-- START OF Listing --

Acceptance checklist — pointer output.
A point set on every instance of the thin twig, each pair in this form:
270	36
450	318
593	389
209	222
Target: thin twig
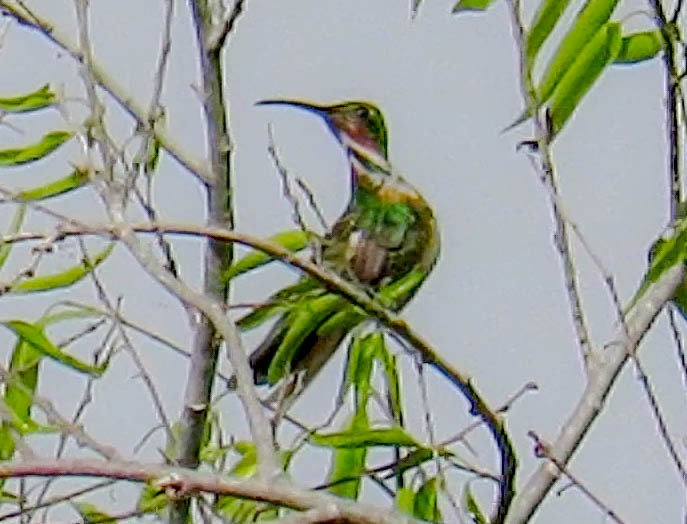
542	450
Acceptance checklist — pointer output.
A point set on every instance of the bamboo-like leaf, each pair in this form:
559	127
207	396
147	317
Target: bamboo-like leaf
349	463
15	226
293	240
21	387
23	155
61	279
598	54
360	366
426	505
260	315
589	21
405	500
547	16
390	365
665	253
471	5
639	47
472	508
34	335
75	180
395	436
303	321
39	99
91	514
400	290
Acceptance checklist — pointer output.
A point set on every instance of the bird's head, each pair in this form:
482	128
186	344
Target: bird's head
358	126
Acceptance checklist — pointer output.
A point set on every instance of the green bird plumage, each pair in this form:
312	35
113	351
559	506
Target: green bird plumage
386	241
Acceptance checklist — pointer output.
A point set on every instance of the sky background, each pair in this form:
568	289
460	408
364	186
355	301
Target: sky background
495	305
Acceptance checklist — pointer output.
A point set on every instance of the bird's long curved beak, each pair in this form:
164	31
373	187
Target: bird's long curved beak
321	111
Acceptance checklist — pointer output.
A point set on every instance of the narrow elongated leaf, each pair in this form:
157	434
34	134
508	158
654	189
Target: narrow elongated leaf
349	463
35	336
405	500
426	505
400	290
61	279
21	387
589	21
294	241
303	321
372	437
363	352
472	508
91	514
471	5
14	228
390	364
39	99
75	180
547	16
639	47
598	54
33	152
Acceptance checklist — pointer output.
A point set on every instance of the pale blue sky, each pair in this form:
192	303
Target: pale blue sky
495	305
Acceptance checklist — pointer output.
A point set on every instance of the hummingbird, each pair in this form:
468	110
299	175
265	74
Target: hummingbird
386	241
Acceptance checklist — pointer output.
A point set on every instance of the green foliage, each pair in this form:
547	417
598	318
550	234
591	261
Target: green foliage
590	20
348	463
91	514
76	179
302	322
61	279
421	504
471	5
34	335
293	241
39	99
582	74
15	226
31	153
354	438
472	508
545	19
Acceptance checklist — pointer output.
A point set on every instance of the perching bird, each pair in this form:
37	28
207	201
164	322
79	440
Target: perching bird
386	241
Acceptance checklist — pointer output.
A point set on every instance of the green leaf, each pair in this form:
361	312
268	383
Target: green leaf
639	47
390	364
21	387
472	508
593	59
293	241
75	180
301	322
471	5
360	363
547	16
405	500
402	289
395	436
425	506
33	152
349	463
589	21
665	253
61	279
39	99
92	514
34	335
14	228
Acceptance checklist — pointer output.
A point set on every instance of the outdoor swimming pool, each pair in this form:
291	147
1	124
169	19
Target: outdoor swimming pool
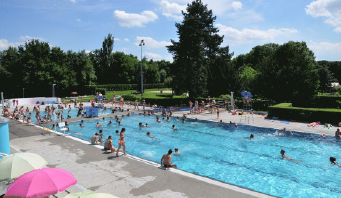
73	113
223	152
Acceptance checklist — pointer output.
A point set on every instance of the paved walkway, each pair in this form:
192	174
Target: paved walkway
125	176
130	176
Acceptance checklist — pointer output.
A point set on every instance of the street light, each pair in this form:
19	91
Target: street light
53	89
141	44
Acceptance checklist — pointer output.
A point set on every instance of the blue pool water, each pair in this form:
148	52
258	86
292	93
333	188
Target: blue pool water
73	113
223	152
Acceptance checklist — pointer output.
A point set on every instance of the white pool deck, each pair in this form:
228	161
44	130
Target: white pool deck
130	176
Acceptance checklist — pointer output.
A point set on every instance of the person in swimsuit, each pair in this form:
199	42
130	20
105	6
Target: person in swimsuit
150	135
94	139
190	106
100	136
333	161
144	104
166	160
121	142
218	111
284	156
108	145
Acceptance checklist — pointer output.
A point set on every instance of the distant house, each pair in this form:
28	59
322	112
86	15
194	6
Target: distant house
335	84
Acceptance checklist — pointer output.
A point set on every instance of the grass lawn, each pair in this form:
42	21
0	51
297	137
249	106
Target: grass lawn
148	93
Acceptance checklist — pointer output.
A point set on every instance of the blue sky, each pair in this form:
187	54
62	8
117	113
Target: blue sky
82	24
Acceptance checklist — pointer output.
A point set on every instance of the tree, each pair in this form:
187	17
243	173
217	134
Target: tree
103	60
198	44
297	79
325	76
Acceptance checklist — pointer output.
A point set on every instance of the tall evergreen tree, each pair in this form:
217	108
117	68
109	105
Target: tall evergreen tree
195	52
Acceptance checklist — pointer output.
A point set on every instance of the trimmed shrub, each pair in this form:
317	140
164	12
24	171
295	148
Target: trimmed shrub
129	97
285	111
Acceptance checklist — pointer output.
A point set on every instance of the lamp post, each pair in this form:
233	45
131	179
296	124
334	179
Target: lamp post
141	44
53	89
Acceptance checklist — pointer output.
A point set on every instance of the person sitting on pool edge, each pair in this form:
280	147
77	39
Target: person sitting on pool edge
176	152
100	136
166	160
333	161
108	145
150	135
284	156
94	139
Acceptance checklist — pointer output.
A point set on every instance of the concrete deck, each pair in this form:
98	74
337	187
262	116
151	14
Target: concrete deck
130	176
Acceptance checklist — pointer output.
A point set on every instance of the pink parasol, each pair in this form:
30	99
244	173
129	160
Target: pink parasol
74	93
40	183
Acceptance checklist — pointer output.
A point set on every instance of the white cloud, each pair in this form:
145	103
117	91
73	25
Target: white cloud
131	20
338	29
237	5
29	38
153	56
330	10
249	35
4	44
326	51
151	43
222	8
172	10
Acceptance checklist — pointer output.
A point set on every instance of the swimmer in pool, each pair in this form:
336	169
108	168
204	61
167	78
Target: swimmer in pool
333	161
94	139
284	156
176	152
150	135
166	160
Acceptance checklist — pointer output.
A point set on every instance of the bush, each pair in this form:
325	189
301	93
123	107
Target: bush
285	111
120	87
129	98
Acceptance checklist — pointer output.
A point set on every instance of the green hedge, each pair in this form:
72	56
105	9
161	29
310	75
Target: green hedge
119	87
330	101
285	111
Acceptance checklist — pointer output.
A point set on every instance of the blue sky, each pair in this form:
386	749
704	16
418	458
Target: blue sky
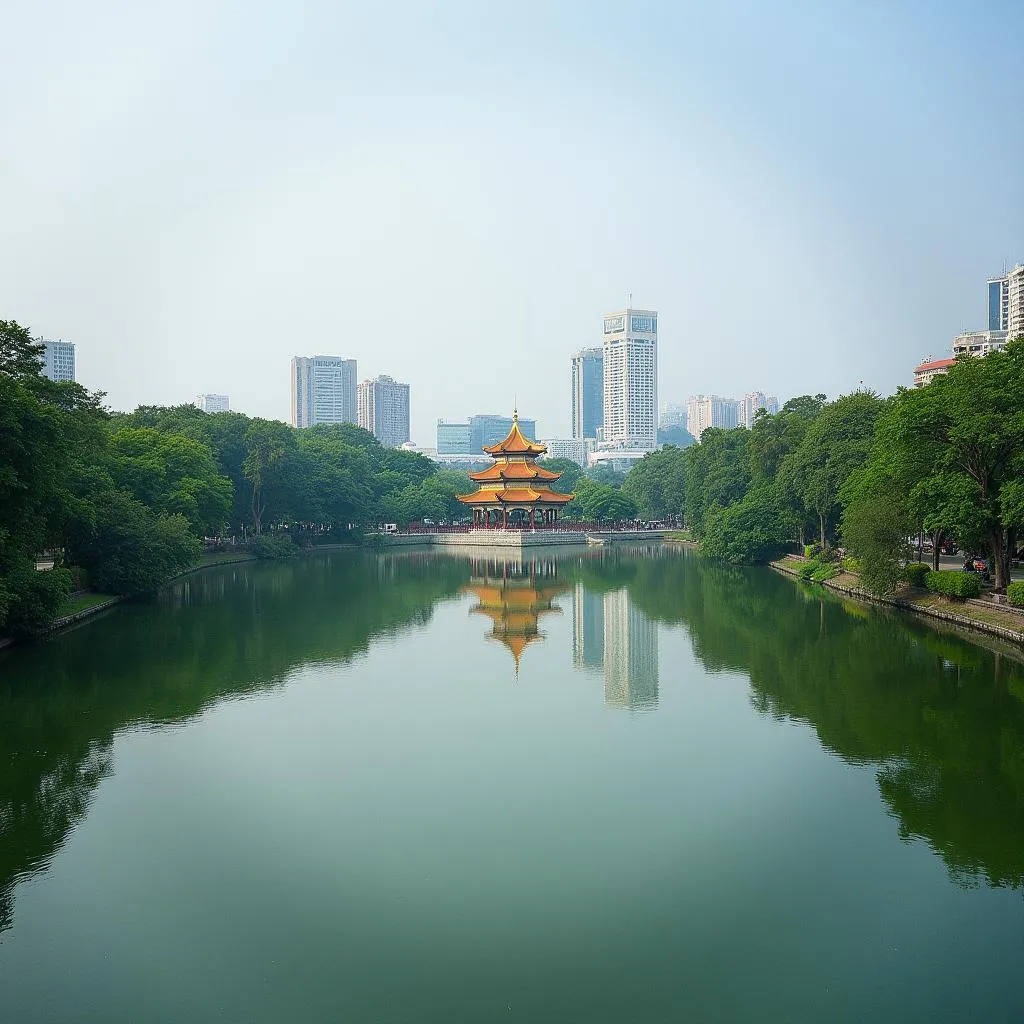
811	195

-- END OF Listing --

» **Aim**: Reproduce each line exactly as it appears, omitting the pictures.

» **Output of the task**:
Acceptance checklist — pointer output.
A point set on every instance of the thin twig, each pair in this form:
270	36
450	318
593	389
209	222
Target: thin twig
542	450
Acceptance checklist — pointer output.
A point set on every instance of the bamboo-like leaf, each pair in this form:
559	127
207	396
147	317
Target: bamboo-like leaf
349	463
15	226
293	240
21	387
23	155
61	279
598	54
360	366
426	505
260	315
589	21
405	500
547	16
390	365
665	253
471	5
639	47
472	508
34	335
75	180
395	436
303	321
39	99
91	514
400	290
Acceptance checklist — pointer output.
A point set on every instance of the bird's head, each pair in this form:
482	128
186	344
Target: bird's head
358	126
Acceptance checklist — pointer output.
A point set on every instance of the green bird plumage, each pair in this form:
312	35
113	351
559	506
Target: green bird plumage
386	241
Acceptance checklist — pointer output.
A point set on every instance of the sky background, each pair in this form:
568	289
460	408
364	186
355	301
Target: sky background
495	305
Acceptance checklist — pointer output.
A point set on every instance of the bird's long curved beak, each pair in this form:
164	31
373	187
Target: bird's long curved beak
321	111
Acceptance checklist — pointer output.
A point set on every instance of the narrow elongated leaf, each pair in this form:
157	434
34	134
508	158
654	189
Target: narrow elongated leaf
349	463
35	336
405	500
426	505
400	290
61	279
21	387
589	21
294	241
303	321
372	437
363	352
472	508
91	514
471	5
14	228
390	364
39	99
75	180
547	16
639	47
598	54
33	152
Acceptance checklist — pointer output.
A point set on every instance of the pale blue sky, each pair in this form:
192	303
Target: pale blue sky
495	305
Acceptance checklist — pointer output.
A point set on every instance of the hummingbird, each pair in this form:
468	110
299	175
265	74
Target: hummingbird
386	241
Acceptance checklist — pointer output.
A point set on every instance of the green foliage, each pair in this form:
547	417
598	318
550	234
591	261
Target: green foliage
590	20
348	463
91	514
76	179
302	322
61	279
421	504
471	5
34	335
293	241
39	99
582	74
15	226
31	153
354	438
472	508
545	19
Acceptance checklist — pointer output.
A point set on every instance of the perching bird, each pair in this form:
37	28
207	201
164	322
79	440
Target: perching bird
386	241
Acceptance checklist — pointer output.
A point set on every instance of the green leaf, each pair in this form:
361	312
268	383
Target: green leaf
639	47
390	364
21	387
472	508
593	59
293	241
75	180
301	322
471	5
360	363
547	16
405	500
402	289
395	436
425	506
33	152
349	463
589	21
665	253
61	279
39	99
92	514
34	335
14	228
Acceptance checklist — pointer output.
A point set on every instance of the outdoor swimming pool, each pair in this form:
291	147
1	124
169	19
Target: outdoor swimming pool
73	113
223	152
Acceptance checklist — pointer output.
A point set on every instance of the paved walkway, each pair in this form:
192	174
Target: paved walkway
125	176
130	176
Acceptance checklist — pointer output.
A point set on every instance of the street light, each pair in this form:
19	91
Target: street light
53	89
141	44
Acceptance checklist — pointer output.
A point set on every instance of the blue pool water, each pair in this form:
148	52
258	86
292	93
333	188
Target: blue pool water
73	113
223	152
Acceptance checklist — pointer output.
A point set on every instance of the white pool deck, each pair in this form:
228	161
44	130
Target: white pool deck
130	176
Acceptance checklist — pointer output.
A point set on every instance of the person in swimsuit, each pair in this form:
199	42
130	20
105	6
Target: person in swimsuit
150	135
94	139
190	106
100	136
333	161
144	104
166	160
121	142
218	111
284	156
108	145
Acceptance checklist — pointer output.
A point set on every instance of the distant house, each pair in this form:
28	59
322	112
86	15
194	6
Target: distant house
335	84
Acceptance checklist — pointer output.
A point set on every instance of the grass lawn, each pair in this form:
42	21
0	51
297	137
249	106
Target: grass lawn
148	93
Acceptance checklist — pointer output.
A point set on every instance of the blue sky, each pair in this form:
187	54
62	8
117	113
Target: blue sky
82	24
Acceptance checklist — pointer output.
A point set on every instance of the tree, each pair in this form:
187	17
243	173
217	134
Target: tree
103	60
198	44
297	79
325	76
Acceptance checklist — pointer output.
A point set on every instance of the tall evergreen tree, each pair in this form:
217	108
117	68
109	105
Target: tall evergreen tree
195	52
Acceptance checklist — pointer output.
A point set on every instance of the trimmed shrub, each pair in this form:
317	140
164	12
24	171
295	148
Target: trimmed shrub
129	97
285	111
Acceptance checklist — pointer output.
A point set on every instance of the lamp post, each pair in this form:
233	45
131	179
296	124
334	179
Target: lamp post
141	44
53	89
Acceptance checklist — pointer output.
A point set on every instance of the person sitting on pool edge, each pair in this form:
280	147
77	39
Target: person sitting on pool edge
176	152
100	136
166	160
333	161
108	145
150	135
284	156
94	139
Acceptance checklist — pointer output.
A point set on every instance of the concrete deck, each pair in this form:
98	74
337	187
262	116
151	14
Target: concrete deck
130	176
Acceptance checklist — pointer output.
A point set on every instance of the pink parasol, each pair in this form:
30	99
244	173
129	160
Target: pink parasol
74	93
40	183
Acceptance checklist — pointer output.
A point set on every instance of the white cloud, each pair in this form:
145	103
117	91
73	25
Target: white cloud
131	20
338	29
237	5
29	38
153	56
330	10
249	35
4	44
326	51
151	43
222	8
172	10
Acceptance checklist — pointer output.
A point set on every instance of the swimmer in pool, each pair in this form:
336	169
108	168
204	61
167	78
Target: swimmer in pool
333	161
94	139
284	156
176	152
150	135
166	160
Acceptance checklist — pointer output.
A point set on every instance of the bush, each pair in this form:
325	189
301	93
123	107
Target: bush
285	111
120	87
129	98
Acceptance checklist — pointer output.
A point set on every instance of the green hedge, each pair in this form:
72	56
105	9
161	29
310	75
Target: green hedge
119	87
330	101
285	111
Acceptance checklist — pointer output.
A point set on every instance of the blue sky, each pair in this form:
386	749
704	16
418	458
Target: blue sky
811	195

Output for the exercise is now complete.